§ **Problem 1**
Write out the passage of the Satyagraha review between "The opera focuses" and "way this did.", inclusive, with no changes.
§ **Problem 2**
Pick up the Satyagraha review after its final sentence and keep writing it.
---- Reading text
I have a confession. I’m not really much of a fan of modern music past Mr. Stravinsky. Although a few pieces creep through like, say, Samuel Barber’s Vanessa. (Sorry, that was a joke.)
I don’t mind the first two acts of John Adam’s Nixon in China. Also I think the same composer’s “On the transmigration of souls” is a great and moving work. I try modern opera, especially when it gets attention (like when Alex Ross of the New Yorker tells me I should pay attention) but none of it really sticks to my ribs the way Verdi and Wagner do.
Los Angeles is a one industry town and that industry is the movies. Philip Glass broke into the soundtrack business with 1982’s seminal Koyaanisqatsi and never looked back. He’s had an enormous and varied output since. From being commissioned by Universal in 1998 to score their classic 1931 Dracula with Bela Lugosi (which never had a proper soundtrack) to an Academy Award nomination for his very fine work on Stephen Daldry’s The Hours (he was robbed), he’s gone on to score rom-coms (No Reservations) and super-hero movies (Fantastic Four.) He’s nothing if not prolific.
LA Opera only started showing their love fairly recently first with their “Off Grand” series which pairs experimental works with special venues. They started with a Halloween performance in a restored downtown movie palace of his oratorio to film for Jean Cocteau’s La Belle et la Bête and then few years later a performance by the Kronos Quartet of the Dracula score to the film live.
Then things got serious. They presented his Einstein on the Beach in 2013 in its sui generis production by Robert Wilson and his Akhnaten just last year (from the ENO before it goes to the Met). Closing out his triptych of “Portraits” is Satyagraha, which opened last weekend.
The opera focuses on Gandhi and his experiences living in South Africa when he first started developing his philosophy of “Truth-Force” (satyagraha) through non-violent resistance. The five most prominent people in his life are represented onstage with a sixth making a cameo appearance.
Each act is also overseen by a representative of the past-present-future of the satyagraha movement. The storytelling is non-linear in many cases and the theatrical principles deployed in that telling are as varied and imaginative as they are affecting and impactful (“…is that a coat hanger?”) Maybe it’s the ritualistic nature of the piece but I simply can’t recall the last time a theatrical performance burned itself into my memory the way this did.
I hardly know where to heap my praise first. Director Phelim McDermott of Improbable Theatre fame and designer and co-director Julian Crouch give us a corrugated metal “O” for the staging. They are aided by the vivid lighting designs of Paule Constable and the help of some particularly stirring projections by 59 Productions. All were draped in the pitch perfect costumes of Kevin Pollard.
--------
---- Entries supplied
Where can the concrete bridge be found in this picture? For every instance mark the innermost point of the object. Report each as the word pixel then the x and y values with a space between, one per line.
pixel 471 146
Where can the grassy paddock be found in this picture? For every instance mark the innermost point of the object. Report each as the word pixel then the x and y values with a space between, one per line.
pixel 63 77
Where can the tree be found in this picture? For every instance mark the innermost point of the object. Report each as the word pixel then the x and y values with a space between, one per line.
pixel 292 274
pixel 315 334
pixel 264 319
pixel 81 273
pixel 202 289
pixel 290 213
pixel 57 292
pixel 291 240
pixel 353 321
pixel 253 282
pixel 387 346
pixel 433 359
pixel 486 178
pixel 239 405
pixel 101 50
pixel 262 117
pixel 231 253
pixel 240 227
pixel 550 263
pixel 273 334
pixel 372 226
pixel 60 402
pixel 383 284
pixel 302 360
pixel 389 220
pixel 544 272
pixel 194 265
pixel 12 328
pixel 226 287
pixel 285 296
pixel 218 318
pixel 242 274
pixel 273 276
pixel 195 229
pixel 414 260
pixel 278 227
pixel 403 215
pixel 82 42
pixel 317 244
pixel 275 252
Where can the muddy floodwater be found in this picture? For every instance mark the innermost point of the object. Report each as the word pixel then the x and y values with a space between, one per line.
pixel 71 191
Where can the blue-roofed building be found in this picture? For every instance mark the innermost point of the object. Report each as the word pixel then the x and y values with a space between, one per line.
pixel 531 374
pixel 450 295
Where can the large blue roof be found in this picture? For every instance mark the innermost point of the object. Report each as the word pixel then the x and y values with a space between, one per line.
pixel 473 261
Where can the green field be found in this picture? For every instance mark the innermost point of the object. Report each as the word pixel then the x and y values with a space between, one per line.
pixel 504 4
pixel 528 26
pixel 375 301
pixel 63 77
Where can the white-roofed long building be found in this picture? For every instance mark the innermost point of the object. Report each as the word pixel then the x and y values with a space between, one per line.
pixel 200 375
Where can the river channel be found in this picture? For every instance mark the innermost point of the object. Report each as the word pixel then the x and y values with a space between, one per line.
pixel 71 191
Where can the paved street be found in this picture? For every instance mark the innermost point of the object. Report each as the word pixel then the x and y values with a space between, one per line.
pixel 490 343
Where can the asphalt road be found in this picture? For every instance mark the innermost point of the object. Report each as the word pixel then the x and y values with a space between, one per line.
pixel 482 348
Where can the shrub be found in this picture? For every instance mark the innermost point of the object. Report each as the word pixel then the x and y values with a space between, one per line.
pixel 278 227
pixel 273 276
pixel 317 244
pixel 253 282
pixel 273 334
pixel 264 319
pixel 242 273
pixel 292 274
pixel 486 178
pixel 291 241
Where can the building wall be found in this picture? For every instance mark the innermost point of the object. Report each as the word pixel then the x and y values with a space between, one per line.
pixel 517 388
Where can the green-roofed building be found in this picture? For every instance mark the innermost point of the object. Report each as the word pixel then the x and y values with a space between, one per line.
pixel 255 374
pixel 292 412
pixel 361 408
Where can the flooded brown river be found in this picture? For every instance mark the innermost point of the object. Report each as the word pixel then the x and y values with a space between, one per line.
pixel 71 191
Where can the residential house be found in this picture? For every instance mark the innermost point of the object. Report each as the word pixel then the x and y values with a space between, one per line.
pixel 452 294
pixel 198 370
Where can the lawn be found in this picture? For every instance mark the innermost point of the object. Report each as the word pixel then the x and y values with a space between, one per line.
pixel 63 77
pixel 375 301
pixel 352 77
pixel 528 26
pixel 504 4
--------
§ **Expected output 1**
The opera focuses on Gandhi and his experiences living in South Africa when he first started developing his philosophy of “Truth-Force” (satyagraha) through non-violent resistance. The five most prominent people in his life are represented onstage with a sixth making a cameo appearance.
Each act is also overseen by a representative of the past-present-future of the satyagraha movement. The storytelling is non-linear in many cases and the theatrical principles deployed in that telling are as varied and imaginative as they are affecting and impactful (“…is that a coat hanger?”) Maybe it’s the ritualistic nature of the piece but I simply can’t recall the last time a theatrical performance burned itself into my memory the way this did.

§ **Expected output 2**
The importance of sacrifice is demonstrated by the cast and chorus methodically taking off their shoes and then having their coats and wraps lifted into the air. A farm and its crops are built and harvested and a mythic battle of East Indian gods takes place. Gandhi’s newspaper Indian Opinon and its influence on ideas is shown in literal and tangible form.
The newspaper then becomes a living structure and (in a very canny piece of theatrical distraction) imperceptibly envelops him only to rebirth him minutes later as an older and wiser man. The third act has a physical representation of the string theory of time using celluloid tape to depict a protest march spanning half a century.
All of this transpires while important pieces of the text (which is being sung in Sanskrit so as not to distract us) are emplazened on the walls. The final 20 minutes are almost heartbreaking in the strength of their imagery.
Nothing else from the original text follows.